Written exercise: Return each line of the data below verbatim, without changing anything.

[Pointing data]

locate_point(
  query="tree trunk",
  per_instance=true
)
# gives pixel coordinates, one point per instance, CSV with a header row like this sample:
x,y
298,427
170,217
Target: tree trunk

Problem solution:
locate_point(
  query="tree trunk",
  per_instance=true
)
# gives pixel coordinates, one point per instance, CSV with a header row like this sample:
x,y
298,427
170,217
Target: tree trunk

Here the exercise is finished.